Revise the part that opens with the line containing "tree trunk, which" and closes with the line containing "pixel 387 421", changing "outline" to "boundary" and keeping everything else the same.

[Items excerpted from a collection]
◇ ◇ ◇

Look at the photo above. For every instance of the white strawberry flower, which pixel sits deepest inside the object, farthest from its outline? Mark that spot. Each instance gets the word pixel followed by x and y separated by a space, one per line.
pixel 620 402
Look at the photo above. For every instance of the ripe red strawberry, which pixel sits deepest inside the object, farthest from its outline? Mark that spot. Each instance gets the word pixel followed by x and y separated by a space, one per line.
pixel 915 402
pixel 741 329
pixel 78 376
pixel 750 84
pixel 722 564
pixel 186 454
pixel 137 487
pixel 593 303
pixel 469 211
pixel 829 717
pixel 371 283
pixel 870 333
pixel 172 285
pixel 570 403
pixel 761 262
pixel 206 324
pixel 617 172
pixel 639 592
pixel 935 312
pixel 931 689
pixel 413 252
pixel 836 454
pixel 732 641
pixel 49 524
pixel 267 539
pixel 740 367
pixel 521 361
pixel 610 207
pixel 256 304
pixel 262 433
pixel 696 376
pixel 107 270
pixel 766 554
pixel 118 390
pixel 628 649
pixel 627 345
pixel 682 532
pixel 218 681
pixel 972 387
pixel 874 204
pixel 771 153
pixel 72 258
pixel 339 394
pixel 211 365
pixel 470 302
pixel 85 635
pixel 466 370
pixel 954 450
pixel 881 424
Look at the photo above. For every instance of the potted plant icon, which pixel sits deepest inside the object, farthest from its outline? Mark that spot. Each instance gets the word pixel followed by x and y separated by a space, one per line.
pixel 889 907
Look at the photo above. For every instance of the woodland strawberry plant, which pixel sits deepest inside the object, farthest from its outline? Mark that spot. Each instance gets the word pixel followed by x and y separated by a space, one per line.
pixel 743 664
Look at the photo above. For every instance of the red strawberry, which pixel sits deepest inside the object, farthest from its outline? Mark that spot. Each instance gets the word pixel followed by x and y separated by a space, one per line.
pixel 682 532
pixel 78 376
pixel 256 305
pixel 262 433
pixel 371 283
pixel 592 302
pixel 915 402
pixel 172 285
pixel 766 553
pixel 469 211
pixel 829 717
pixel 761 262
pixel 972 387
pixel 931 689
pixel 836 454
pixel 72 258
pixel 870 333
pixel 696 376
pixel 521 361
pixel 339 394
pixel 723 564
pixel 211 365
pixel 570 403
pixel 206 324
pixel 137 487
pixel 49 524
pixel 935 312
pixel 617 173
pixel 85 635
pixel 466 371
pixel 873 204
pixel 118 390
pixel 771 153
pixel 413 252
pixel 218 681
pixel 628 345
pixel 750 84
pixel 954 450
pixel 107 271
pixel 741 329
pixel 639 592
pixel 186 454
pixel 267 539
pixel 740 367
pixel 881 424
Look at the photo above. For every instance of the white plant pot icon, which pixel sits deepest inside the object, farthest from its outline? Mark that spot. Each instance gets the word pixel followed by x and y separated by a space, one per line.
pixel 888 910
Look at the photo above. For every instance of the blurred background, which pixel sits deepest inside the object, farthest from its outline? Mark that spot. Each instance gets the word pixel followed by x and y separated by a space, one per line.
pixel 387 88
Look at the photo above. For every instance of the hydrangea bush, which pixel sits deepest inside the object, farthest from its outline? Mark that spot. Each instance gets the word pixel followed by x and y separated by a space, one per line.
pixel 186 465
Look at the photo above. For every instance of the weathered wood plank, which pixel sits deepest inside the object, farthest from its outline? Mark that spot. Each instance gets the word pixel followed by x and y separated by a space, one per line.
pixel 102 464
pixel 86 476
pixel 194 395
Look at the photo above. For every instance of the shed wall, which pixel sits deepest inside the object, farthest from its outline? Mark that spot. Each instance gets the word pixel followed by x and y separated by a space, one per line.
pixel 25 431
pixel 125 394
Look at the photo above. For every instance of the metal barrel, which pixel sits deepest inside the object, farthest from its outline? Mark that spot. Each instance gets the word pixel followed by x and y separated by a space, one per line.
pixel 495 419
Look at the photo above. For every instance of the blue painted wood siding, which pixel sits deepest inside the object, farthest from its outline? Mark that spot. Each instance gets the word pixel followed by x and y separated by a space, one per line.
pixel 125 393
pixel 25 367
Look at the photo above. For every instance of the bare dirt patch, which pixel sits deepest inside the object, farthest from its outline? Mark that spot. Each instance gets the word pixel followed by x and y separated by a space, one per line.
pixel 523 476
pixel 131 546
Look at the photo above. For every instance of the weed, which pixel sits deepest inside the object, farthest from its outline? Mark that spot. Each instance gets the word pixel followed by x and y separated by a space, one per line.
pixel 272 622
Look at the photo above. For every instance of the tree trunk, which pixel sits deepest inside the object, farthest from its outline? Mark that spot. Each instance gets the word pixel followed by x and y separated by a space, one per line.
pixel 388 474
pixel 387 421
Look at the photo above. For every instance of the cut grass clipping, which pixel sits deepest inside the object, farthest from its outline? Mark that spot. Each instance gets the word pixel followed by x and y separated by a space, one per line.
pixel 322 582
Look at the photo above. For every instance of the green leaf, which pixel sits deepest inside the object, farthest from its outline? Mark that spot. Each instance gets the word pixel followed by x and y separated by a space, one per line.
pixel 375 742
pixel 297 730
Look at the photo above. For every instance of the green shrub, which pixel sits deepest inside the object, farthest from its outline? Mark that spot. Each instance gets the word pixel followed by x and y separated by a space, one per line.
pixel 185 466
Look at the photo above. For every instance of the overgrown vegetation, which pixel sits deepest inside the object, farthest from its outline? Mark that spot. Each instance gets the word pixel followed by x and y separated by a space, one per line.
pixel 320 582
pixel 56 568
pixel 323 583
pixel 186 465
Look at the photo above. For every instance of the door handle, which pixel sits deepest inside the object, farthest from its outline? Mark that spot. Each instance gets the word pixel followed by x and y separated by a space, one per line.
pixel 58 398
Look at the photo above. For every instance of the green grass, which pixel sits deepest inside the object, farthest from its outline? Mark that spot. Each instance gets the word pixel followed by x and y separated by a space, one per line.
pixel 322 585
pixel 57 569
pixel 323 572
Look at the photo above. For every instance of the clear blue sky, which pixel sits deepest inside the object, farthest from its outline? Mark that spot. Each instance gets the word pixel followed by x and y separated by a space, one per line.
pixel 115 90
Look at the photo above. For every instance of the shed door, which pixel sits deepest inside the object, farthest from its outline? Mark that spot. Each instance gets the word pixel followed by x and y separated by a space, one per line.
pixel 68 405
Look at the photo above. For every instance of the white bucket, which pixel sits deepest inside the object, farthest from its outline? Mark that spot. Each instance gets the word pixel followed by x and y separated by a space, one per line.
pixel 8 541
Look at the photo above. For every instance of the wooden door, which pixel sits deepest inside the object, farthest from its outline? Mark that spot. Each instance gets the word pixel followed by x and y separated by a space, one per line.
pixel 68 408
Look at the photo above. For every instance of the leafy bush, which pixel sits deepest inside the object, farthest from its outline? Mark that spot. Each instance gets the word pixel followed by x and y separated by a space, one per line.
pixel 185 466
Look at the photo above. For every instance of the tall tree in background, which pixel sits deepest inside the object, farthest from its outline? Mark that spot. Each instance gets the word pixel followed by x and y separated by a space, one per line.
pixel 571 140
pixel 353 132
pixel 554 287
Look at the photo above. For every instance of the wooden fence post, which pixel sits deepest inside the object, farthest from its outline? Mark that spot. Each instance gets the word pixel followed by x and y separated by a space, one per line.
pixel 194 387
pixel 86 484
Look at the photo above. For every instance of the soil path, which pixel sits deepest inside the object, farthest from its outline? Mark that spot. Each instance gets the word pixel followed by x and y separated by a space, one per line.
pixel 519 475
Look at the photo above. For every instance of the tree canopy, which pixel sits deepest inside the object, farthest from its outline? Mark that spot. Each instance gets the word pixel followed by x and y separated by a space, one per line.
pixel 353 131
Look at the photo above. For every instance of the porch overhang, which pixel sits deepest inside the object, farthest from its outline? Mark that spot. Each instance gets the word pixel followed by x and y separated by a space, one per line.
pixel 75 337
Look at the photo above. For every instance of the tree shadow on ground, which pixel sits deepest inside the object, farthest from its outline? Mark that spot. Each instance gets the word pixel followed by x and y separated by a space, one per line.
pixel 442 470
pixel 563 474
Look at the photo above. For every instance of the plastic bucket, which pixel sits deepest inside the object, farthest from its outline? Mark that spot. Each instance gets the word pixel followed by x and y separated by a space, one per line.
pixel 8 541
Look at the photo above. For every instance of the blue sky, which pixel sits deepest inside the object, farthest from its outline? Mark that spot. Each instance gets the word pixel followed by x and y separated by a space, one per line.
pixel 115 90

◇ ◇ ◇

Result of the task.
Look at the photo above. For every instance of the tree trunk, which pixel sits deepest inside the object, farthest from its boundary? Mark that spot. Each instance gets the word pixel followed by x and y separated by a space, one per line.
pixel 388 474
pixel 387 421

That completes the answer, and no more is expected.